Fourth, the data suggest that, as a group, the borrowers who misrepresented their intent to occupy were more likely to default, but that the borrowers in the cases where the piggy-back loans were misrepresented were not materially more likely to default than borrowers with (disclosed) piggy-back loans. The contrast can be seen in Figure 2 (p. 56), Panels A & B. Panel A shows that the default rate for misrepresented non-occupants is much higher than the default rate for those who disclose that they plan to be non-occupants.
This is consistent with severe adverse selection when lending to borrowers who misrepresent their intent to occupy. By contrast, Panel B shows that default rates are very similar between borrowers in which there is a piggy-back loan regardless of whether the piggy-back loan was disclosed. Loans that were not piggy-back loans (i.e., loans with a real down payment) had a substantially lower default rate than loans with a piggy-back regardless of whether the piggy-back was disclosed on the loan application. This suggests that there is no material adverse selection in this context arising from differences in the borrowers’ integrity. It also suggests that it was the lenders’ officers’ idea to misrepresent the existence of the piggy-back second lien.
These two forms of mortgage fraud were very large – except compared to the two great epidemics of mortgage origination fraud (liar’s loans and inflated appraisals) and the resultant secondary market frauds when these fraudulently originated mortgages could only be originated through fraudulent “reps and warranties.” The piggy-back fraud was obviously generated by the lenders because they had made both the first and second lien loans contemporaneously, but the(y) made reps and warranties that they were not piggy-back loans. The lenders obviously did not rely on any representation from the borrowers that the contemporaneous piggy-back loans that the banks were making to the borrowers were not piggy-back loans.

### REQUIREMENTS
a - Extract every line of the entries below that contains the word "water", and treat uppercase and lowercase as different.
b - Write the next part of the mortgage fraud passage above, starting right after its final sentence.

### PROVIDED RECORDS
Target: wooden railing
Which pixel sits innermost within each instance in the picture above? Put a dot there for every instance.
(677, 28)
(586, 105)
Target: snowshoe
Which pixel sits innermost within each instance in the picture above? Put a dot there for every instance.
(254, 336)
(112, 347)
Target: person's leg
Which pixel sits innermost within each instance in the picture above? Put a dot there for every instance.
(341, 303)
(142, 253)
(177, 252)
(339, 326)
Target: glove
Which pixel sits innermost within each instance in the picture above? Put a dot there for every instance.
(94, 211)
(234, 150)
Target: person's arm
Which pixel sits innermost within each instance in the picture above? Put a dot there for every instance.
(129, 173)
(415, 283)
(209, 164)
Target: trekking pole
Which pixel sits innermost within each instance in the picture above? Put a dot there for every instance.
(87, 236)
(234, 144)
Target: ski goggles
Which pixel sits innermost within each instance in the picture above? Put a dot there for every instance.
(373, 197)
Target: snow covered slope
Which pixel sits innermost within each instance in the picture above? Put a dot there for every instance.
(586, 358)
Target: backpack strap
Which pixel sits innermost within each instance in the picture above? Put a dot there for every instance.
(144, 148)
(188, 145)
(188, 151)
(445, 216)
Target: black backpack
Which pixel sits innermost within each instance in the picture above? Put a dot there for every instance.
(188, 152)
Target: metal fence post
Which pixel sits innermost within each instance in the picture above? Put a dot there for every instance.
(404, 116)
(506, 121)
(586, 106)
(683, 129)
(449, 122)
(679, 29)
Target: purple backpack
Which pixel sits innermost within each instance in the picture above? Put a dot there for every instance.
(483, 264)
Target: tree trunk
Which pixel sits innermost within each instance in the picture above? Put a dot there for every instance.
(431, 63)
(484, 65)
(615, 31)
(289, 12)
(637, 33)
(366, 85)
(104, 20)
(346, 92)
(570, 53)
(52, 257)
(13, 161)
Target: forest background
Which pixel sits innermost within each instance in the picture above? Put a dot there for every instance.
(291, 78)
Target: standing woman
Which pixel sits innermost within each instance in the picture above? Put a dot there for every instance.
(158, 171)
---
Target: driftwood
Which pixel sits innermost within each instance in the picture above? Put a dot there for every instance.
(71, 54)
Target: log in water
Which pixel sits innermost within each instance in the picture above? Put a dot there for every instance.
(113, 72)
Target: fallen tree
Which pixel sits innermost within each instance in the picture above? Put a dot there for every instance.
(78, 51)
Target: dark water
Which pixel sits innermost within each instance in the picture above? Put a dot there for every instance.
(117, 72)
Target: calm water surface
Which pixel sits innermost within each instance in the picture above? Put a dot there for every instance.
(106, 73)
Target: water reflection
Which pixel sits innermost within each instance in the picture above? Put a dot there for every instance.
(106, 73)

### ANSWER LIST
a -
Target: log in water
Target: dark water
Target: calm water surface
Target: water reflection

b -
The situation with misrepresentations about the borrower’s intent to occupy the home as his principal dwelling is more complex. The borrowers made the misrepresentations and they are investors or “speculators” who buy multiple homes either to rent them or “flip” them. It is difficult for a lender to check on the validity of the “intent to occupy” representation, but verifying the borrower’s assets and checking his tax returns will disclose any substantial speculators. The complexity in interpreting the results is that while the lending officials would prefer to make the loan with the risk premium added for non-occupancy, many of them would prefer to make the loan without that risk premium if the alternative was losing the loan to a rival lender that did not charge such a premium.
It is certain that some lenders signaled their willingness not to check on the accuracy of occupancy representations by borrowers. It is also very likely that some lenders reached an intermediate position of not checking vigorously on occupancy representations and not charging the full non-occupancy risk premium, but charging an intermediate rate with a moderately higher risk premium while pulling a “wink, wink; nod, not” when it came to loan approvals to borrowers the lenders believed to be likely speculators. Econometric studies cannot answer these questions, though detecting a partial risk premium is helpful in drawing inferences.
The critical takeaway from the PSW study is that the most elite lenders and RMBS underwriters were shown to have knowingly and intentionally have engaged in fraud in a significant number of piggy-back loans. Those loans were far more likely to cause severe defaults and more severe loss upon default because the loan-to-value (LTV) ratio was so extreme. The loan servicer was certain to discover that there were two, simultaneous liens when the loans defaulted.
The lender that made the rep and warranty that there was no second lien was the lender that made both loans, so the fact that the bankers involved knew or should have known that they were making a false rep and warranty was indisputable.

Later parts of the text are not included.